# WHAT TO WORK ON:
[1] Summarize the resident's essay in two sentences.
[2] Rewrite the resident's essay between "Resident Physician in" and "submit, click here.", inclusive, changing "healthcare workers" to "health care workers".

# TEXT EXCERPT:
Segment Open
Resident Physician in Internal Medicine and Pediatrics
David Geffen School of Medicine at University of California, Los Angeles
Los Angeles, CA
This is part of our series, Flattened By the Curve, which features the voices of doctors, nurses, healthcare workers, and others on the front lines against COVID-19. For information on how to submit, click here.
Lying in my call room at a hospital in Los Angeles, I imagined a deoxygenated red blood cell traveling through the circulatory system. After traversing the vena cava, the cell would be deposited into the right atrium, where it would make its way through the tricuspid valve, the right ventricle, the pulmonary valve, and finally the pulmonary artery: that glorious gateway into the lungs, where it would encounter an oasis, a relief, a breath. It was a journey that I had pondered before under different circumstances — for example, when studying for a physiology exam during medical school or when caring for my pediatric patients with congenital heart disease during residency. It was not a journey that I had used to facilitate relaxation, calm my nerves, and ease my way into sleep. And yet, here I was thinking about the mechanics of circulation and respiration in order to facilitate the very act of deep breathing. Pulmonary vein, left atrium, mitral valve, left ventricle, aortic valve, aorta. Deep breath.
Segment Closed
# STUDY MATERIAL:
Segment Open
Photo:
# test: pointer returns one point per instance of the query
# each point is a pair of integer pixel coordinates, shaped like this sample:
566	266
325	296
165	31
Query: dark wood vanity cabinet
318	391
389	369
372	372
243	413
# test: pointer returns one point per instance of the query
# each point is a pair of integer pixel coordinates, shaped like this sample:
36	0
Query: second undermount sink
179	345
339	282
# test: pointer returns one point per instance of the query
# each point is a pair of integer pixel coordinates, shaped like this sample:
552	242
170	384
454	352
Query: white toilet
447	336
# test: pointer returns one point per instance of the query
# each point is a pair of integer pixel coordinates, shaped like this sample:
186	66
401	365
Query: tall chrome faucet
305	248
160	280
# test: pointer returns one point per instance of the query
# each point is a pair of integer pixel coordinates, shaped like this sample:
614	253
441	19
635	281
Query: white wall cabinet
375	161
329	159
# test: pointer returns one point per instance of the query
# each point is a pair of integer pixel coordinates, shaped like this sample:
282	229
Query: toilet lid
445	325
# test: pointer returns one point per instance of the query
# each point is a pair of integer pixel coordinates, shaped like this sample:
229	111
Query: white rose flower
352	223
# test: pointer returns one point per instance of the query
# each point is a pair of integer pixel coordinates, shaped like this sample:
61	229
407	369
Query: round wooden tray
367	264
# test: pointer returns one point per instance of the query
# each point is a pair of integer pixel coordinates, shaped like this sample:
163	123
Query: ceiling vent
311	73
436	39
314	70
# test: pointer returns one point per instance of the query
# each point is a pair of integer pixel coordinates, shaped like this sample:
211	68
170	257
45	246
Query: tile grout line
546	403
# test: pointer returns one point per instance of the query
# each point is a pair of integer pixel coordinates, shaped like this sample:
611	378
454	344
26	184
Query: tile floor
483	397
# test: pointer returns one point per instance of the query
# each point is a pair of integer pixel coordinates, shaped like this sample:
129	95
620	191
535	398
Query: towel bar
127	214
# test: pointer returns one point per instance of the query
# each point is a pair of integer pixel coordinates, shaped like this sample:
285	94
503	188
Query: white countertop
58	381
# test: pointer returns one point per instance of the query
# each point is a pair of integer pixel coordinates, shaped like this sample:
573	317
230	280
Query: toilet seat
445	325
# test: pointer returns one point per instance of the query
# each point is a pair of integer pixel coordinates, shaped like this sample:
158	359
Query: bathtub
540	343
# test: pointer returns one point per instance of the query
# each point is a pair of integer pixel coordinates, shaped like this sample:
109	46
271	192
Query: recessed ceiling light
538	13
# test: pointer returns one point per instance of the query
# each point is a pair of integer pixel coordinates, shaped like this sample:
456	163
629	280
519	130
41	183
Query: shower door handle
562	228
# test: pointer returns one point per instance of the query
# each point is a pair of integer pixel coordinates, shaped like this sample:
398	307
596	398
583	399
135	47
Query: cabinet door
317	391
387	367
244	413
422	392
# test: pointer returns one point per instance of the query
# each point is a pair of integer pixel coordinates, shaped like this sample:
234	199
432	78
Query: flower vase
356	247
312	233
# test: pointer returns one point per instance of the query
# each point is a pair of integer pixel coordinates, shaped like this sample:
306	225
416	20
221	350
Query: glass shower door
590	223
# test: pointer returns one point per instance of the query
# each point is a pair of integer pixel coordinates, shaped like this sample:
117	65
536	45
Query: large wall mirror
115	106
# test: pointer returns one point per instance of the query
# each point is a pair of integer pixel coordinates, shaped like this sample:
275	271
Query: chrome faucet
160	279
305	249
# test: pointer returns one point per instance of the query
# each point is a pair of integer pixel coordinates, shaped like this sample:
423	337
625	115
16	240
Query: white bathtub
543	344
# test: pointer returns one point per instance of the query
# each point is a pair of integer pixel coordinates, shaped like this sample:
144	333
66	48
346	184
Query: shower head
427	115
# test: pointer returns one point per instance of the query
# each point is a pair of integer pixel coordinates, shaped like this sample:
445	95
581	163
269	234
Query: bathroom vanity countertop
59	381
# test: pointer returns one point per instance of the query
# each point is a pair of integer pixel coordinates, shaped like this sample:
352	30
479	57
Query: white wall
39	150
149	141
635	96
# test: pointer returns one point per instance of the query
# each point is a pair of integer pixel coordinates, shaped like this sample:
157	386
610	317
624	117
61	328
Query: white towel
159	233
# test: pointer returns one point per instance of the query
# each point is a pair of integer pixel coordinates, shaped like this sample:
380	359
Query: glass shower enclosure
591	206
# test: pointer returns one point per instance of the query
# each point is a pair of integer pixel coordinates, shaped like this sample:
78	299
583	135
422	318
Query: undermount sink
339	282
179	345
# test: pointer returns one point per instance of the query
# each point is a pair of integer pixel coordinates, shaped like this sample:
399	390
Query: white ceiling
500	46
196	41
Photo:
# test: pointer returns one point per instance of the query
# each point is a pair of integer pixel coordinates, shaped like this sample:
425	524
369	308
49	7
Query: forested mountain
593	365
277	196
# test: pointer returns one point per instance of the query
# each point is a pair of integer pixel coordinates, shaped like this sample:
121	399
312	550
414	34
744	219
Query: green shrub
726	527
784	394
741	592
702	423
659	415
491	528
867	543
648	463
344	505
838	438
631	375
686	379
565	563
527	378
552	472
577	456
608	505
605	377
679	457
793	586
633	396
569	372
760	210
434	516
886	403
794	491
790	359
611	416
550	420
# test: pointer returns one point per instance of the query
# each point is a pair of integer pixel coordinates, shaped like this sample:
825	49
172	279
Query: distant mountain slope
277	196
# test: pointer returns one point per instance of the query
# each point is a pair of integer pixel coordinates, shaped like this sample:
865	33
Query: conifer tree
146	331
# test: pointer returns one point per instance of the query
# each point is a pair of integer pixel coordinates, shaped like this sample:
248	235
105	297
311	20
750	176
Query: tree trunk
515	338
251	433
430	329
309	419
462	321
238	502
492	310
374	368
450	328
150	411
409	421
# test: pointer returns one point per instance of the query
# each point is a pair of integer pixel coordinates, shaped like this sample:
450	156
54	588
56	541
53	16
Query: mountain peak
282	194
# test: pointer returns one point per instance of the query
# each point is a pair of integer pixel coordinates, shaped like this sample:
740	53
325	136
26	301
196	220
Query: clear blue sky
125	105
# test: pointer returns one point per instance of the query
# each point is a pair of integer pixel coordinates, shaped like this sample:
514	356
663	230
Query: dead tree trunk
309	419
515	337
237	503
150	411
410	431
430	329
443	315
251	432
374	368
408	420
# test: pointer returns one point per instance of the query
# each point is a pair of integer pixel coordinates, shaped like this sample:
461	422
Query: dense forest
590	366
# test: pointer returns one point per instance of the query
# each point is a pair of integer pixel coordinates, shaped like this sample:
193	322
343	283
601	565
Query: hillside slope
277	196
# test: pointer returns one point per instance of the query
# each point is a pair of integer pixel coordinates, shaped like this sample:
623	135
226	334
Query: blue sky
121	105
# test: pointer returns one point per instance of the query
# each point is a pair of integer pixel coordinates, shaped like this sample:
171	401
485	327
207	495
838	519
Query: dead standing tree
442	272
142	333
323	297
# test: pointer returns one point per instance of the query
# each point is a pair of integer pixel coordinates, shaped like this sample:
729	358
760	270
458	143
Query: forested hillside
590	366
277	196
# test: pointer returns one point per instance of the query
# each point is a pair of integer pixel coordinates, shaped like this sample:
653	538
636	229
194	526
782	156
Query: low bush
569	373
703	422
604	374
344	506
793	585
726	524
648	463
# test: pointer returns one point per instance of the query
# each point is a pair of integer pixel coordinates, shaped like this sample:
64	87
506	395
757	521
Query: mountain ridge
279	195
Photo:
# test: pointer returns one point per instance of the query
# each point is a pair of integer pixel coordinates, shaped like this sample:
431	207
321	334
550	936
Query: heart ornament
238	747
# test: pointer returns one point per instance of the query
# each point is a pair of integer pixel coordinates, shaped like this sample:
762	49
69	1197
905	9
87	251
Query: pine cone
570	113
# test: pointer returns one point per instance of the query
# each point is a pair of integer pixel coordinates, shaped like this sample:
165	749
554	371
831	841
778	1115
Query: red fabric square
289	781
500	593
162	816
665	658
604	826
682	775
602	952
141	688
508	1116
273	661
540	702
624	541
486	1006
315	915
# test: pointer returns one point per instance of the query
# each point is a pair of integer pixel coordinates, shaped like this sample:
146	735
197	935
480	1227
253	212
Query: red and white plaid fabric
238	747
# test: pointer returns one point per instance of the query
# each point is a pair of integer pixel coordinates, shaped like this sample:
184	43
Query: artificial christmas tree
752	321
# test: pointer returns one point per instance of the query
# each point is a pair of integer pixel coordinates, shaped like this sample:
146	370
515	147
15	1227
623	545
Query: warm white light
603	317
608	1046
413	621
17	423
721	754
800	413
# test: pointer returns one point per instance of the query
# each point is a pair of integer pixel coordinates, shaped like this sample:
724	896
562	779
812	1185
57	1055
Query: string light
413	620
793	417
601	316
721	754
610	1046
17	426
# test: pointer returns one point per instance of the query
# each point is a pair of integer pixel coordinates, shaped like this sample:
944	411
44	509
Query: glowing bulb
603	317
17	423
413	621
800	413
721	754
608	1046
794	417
Segment Closed
# SOLUTIONS BY TASK:
[1] A resident physician in internal medicine and pediatrics at the David Geffen School of Medicine at UCLA writes for a series featuring the voices of people on the front lines against COVID-19. Lying in a hospital call room in Los Angeles, the writer traces a deoxygenated red blood cell's path through the heart and lungs, a journey once pondered for a physiology exam and for pediatric patients, now used to calm nerves and encourage deep breathing.

[2]
Resident Physician in Internal Medicine and Pediatrics
David Geffen School of Medicine at University of California, Los Angeles
Los Angeles, CA
This is part of our series, Flattened By the Curve, which features the voices of doctors, nurses, health care workers, and others on the front lines against COVID-19. For information on how to submit, click here.